- **Given data**:
'''

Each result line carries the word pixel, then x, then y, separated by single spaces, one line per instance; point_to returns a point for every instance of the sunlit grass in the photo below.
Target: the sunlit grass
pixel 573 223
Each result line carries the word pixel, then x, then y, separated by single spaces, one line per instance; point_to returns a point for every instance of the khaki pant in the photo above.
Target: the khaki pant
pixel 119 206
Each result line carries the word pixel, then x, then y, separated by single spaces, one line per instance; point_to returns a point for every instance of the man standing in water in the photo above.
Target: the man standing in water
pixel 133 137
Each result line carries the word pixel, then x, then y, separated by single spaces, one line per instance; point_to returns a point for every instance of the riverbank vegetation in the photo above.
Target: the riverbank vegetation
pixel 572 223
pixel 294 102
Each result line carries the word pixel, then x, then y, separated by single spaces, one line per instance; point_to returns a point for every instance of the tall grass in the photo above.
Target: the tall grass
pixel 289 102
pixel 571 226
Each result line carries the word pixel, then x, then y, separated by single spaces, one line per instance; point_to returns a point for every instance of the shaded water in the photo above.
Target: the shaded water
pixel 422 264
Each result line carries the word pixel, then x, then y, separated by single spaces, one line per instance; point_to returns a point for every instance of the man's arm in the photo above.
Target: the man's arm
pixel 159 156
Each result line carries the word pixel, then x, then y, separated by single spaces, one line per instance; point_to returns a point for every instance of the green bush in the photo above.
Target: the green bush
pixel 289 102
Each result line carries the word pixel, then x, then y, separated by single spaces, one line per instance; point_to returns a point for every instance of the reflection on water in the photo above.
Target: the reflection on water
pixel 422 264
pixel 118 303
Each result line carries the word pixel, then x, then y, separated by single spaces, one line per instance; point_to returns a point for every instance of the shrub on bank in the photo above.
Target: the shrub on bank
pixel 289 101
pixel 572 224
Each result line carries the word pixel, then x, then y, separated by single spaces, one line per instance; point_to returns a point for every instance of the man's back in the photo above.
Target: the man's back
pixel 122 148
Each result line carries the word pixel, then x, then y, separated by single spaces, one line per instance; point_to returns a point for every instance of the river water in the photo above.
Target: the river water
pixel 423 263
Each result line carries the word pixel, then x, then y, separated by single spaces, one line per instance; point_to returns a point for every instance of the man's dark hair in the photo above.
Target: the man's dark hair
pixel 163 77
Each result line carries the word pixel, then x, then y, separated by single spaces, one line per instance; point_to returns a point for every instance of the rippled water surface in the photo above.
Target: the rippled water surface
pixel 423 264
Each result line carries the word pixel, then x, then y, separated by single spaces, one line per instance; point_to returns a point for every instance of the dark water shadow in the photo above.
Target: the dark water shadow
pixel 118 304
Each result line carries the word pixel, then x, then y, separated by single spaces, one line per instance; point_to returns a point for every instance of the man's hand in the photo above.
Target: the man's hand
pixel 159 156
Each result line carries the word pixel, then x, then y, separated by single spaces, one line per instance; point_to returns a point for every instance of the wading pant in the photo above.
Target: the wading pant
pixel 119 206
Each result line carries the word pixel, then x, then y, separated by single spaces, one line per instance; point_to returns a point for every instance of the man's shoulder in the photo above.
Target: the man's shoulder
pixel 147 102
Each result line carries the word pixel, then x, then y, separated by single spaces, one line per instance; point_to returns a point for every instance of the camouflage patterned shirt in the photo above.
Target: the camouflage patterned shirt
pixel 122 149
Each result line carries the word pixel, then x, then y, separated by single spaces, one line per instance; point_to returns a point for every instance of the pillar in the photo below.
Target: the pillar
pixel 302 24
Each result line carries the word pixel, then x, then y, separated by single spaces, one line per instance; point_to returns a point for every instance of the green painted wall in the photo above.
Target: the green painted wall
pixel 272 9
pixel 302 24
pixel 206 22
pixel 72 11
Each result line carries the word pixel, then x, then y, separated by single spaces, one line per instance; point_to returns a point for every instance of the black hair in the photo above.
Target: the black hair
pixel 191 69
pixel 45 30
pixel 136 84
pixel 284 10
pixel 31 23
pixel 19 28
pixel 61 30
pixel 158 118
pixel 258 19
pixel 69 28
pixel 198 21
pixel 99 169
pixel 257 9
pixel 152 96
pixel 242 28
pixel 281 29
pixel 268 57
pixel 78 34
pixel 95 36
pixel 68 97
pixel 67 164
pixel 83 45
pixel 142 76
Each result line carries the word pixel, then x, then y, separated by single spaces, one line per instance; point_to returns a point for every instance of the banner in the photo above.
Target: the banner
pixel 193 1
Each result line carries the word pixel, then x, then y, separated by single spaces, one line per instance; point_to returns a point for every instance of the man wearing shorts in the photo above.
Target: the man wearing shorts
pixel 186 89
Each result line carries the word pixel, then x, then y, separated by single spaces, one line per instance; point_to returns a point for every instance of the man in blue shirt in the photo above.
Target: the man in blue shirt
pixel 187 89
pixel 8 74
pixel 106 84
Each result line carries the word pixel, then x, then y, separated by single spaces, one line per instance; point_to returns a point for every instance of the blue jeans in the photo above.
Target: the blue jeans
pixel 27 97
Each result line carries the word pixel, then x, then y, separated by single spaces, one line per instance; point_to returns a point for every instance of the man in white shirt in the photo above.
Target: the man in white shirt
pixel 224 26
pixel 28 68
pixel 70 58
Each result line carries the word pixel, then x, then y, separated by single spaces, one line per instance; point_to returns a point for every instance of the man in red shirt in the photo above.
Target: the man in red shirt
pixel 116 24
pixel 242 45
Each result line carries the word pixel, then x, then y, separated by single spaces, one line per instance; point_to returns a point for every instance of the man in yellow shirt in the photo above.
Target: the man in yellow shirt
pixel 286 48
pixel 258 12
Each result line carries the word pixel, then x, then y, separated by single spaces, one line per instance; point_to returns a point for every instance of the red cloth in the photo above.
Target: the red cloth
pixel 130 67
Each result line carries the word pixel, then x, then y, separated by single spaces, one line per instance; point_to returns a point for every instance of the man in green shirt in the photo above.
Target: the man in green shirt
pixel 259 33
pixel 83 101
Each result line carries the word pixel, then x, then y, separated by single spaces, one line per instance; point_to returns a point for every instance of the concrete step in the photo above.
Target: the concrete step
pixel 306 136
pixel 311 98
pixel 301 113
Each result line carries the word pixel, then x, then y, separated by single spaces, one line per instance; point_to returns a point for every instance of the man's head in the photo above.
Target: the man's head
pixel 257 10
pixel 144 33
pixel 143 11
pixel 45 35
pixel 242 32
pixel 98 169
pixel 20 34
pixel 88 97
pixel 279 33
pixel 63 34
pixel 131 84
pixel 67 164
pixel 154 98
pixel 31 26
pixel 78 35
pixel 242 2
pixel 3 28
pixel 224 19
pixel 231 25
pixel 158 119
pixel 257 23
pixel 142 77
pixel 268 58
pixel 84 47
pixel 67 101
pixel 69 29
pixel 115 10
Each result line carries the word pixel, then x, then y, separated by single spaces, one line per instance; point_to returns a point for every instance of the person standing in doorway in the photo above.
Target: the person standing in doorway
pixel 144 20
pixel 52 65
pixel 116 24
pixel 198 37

'''

- **Work to complete**:
Can you repeat all of the lines above word for word, with nothing added, dropped, or changed?

- **Solution for this task**:
Each result line carries the word pixel, then x, then y, separated by single spaces, one line per instance; point_to returns a point for every instance of the sunlit grass in the photo below.
Target: the sunlit grass
pixel 573 223
Each result line carries the word pixel, then x, then y, separated by single spaces, one line per instance; point_to returns a point for every instance of the khaki pant in the photo above.
Target: the khaki pant
pixel 119 206
Each result line carries the word pixel, then x, then y, separated by single spaces, one line per instance; point_to returns a point for every instance of the man standing in water in the photo above.
Target: the man standing in water
pixel 133 137
Each result line carries the word pixel, then x, then y, separated by single spaces, one line per instance; point_to returns a point for every instance of the riverbank vegetation in the photo above.
Target: the riverbank vegetation
pixel 572 223
pixel 294 102
Each result line carries the word pixel, then x, then y, separated by single spaces, one line per instance; point_to returns a point for every instance of the tall grass in the photo above.
Target: the tall grass
pixel 289 102
pixel 571 226
Each result line carries the word pixel, then x, then y, separated by single spaces, one line per instance; point_to returns a point for every instance of the shaded water in the photo above.
Target: the shaded water
pixel 422 264
Each result line carries the word pixel, then x, then y, separated by single spaces, one line per instance; point_to returns a point for every instance of the man's arm in the photo above.
Target: the man's arm
pixel 159 156
Each result line carries the word pixel, then x, then y, separated by single spaces, one line per instance; point_to returns a point for every instance of the green bush in the photo above.
Target: the green bush
pixel 289 102
Each result line carries the word pixel, then x, then y, separated by single spaces, one line per instance; point_to returns a point for every instance of the reflection on water in the photo above.
Target: the reflection on water
pixel 422 264
pixel 118 303
Each result line carries the word pixel, then x, then y, separated by single spaces, one line per instance; point_to returns a point for every instance of the shrub on bank in the photo above.
Target: the shrub on bank
pixel 289 101
pixel 572 224
Each result line carries the word pixel, then x, then y, separated by single spaces, one line per instance; point_to returns a point for every instance of the man's back in the photo above.
Target: the man's back
pixel 122 148
Each result line carries the word pixel, then x, then y, separated by single spaces, one line per instance; point_to returns a point for every instance of the river water in the photo above.
Target: the river water
pixel 423 263
Each result line carries the word pixel, then x, then y, separated by single spaces, one line per instance; point_to returns a point for every instance of the man's dark hair in the photo above.
Target: the man's dark hair
pixel 163 77
Each result line carries the word pixel, then x, then y, separated by single spaces, one line per instance; point_to returns a point for every instance of the rippled water surface in the photo above.
Target: the rippled water surface
pixel 423 264
Each result line carries the word pixel, then x, then y, separated by single spaces, one line per instance; point_to returns a point for every instance of the dark water shadow in the photo above.
Target: the dark water shadow
pixel 118 304
Each result line carries the word pixel, then x, then y, separated by single spaces, one line per instance; point_to returns a point for every instance of the man's hand in the photo above.
Target: the man's hand
pixel 159 156
Each result line carries the word pixel, then x, then y, separated by single spaces, one line per instance; point_to returns a point for every instance of the wading pant in the photo above.
Target: the wading pant
pixel 119 206
Each result line carries the word pixel, then x, then y, separated by single spaces, one line per instance; point_to returns a point for every instance of the man's shoulder in the photo above.
Target: the man's shoulder
pixel 147 102
Each result line carries the word pixel, then x, then y, separated by single spaces, one line per instance; point_to returns a point for every instance of the camouflage patterned shirt in the photo above.
Target: the camouflage patterned shirt
pixel 122 149
Each result line carries the word pixel, then x, then y, separated by single spaces, one line per instance; point_to returns a point for every instance of the pillar in the photo below.
Target: the pillar
pixel 302 24
Each result line carries the word pixel, then x, then y, separated by single spaces, one line per instance; point_to returns a point for every instance of the green painted wall in the photo above.
Target: the green painted wall
pixel 272 9
pixel 302 24
pixel 206 22
pixel 72 11
Each result line carries the word pixel, then x, then y, separated by single spaces, one line per instance; point_to returns a point for every instance of the black hair in the photo above.
Target: the black hair
pixel 191 69
pixel 45 30
pixel 136 84
pixel 284 10
pixel 31 23
pixel 19 28
pixel 61 30
pixel 158 118
pixel 258 19
pixel 69 28
pixel 198 21
pixel 99 169
pixel 257 9
pixel 152 96
pixel 242 28
pixel 281 29
pixel 268 57
pixel 78 34
pixel 95 36
pixel 68 97
pixel 67 164
pixel 83 45
pixel 142 76
Each result line carries the word pixel, then x, then y, separated by single spaces, one line per instance; point_to returns a point for every instance of the banner in the photo above.
Target: the banner
pixel 193 1
Each result line carries the word pixel, then x, then y, separated by single spaces, one line per instance; point_to returns a point for every instance of the man wearing shorts in the photo above.
Target: the man wearing shorts
pixel 186 89
Each result line carries the word pixel, then x, then y, separated by single spaces, one line per instance; point_to returns a point for every instance of the man in blue shirt in the photo above.
Target: the man in blue shirt
pixel 187 89
pixel 8 74
pixel 106 84
Each result line carries the word pixel, then x, then y, separated by single spaces, one line per instance; point_to returns a point for every instance of the blue jeans in the photo above.
Target: the blue jeans
pixel 27 97
Each result line carries the word pixel, then x, then y, separated by single spaces, one line per instance; point_to returns a point for every instance of the man in white shirt in the photo above.
Target: the man in white shirt
pixel 224 26
pixel 28 68
pixel 70 58
Each result line carries the word pixel, then x, then y, separated by single spaces, one line per instance; point_to returns a point for every instance of the man in red shirt in the photo above.
Target: the man in red shirt
pixel 116 24
pixel 242 45
Each result line carries the word pixel, then x, then y, separated by single spaces, one line per instance; point_to returns a point for every instance of the man in yellow shirt in the photo above.
Target: the man in yellow shirt
pixel 286 48
pixel 258 12
Each result line carries the word pixel, then x, then y, separated by single spaces, one line per instance; point_to returns a point for every instance of the red cloth in the photo above.
Target: the red cloth
pixel 130 67
Each result line carries the word pixel, then x, then y, separated by single spaces, one line per instance; point_to returns a point for every instance of the man in green shirt in the photo above.
Target: the man in green shirt
pixel 259 33
pixel 83 101
Each result line carries the word pixel, then x, then y, separated by single spaces, one line per instance; point_to returns a point for every instance of the concrete step in the photo above.
Target: the concrete step
pixel 306 136
pixel 311 98
pixel 301 113
Each result line carries the word pixel, then x, then y, separated by single spaces, one line per instance; point_to returns a point for every instance of the man's head in the photo above.
Target: the man's head
pixel 257 10
pixel 144 33
pixel 143 11
pixel 45 35
pixel 242 32
pixel 98 169
pixel 20 34
pixel 88 97
pixel 279 33
pixel 63 34
pixel 131 84
pixel 67 164
pixel 154 98
pixel 31 26
pixel 78 35
pixel 242 2
pixel 3 28
pixel 224 19
pixel 231 25
pixel 158 119
pixel 257 23
pixel 142 77
pixel 268 58
pixel 84 47
pixel 67 101
pixel 69 29
pixel 115 10
Each result line carries the word pixel, then x, then y, separated by single spaces, one line per instance; point_to returns a point for every instance of the person standing in doorway in the photo above.
Target: the person standing in doorway
pixel 144 20
pixel 52 65
pixel 116 24
pixel 198 37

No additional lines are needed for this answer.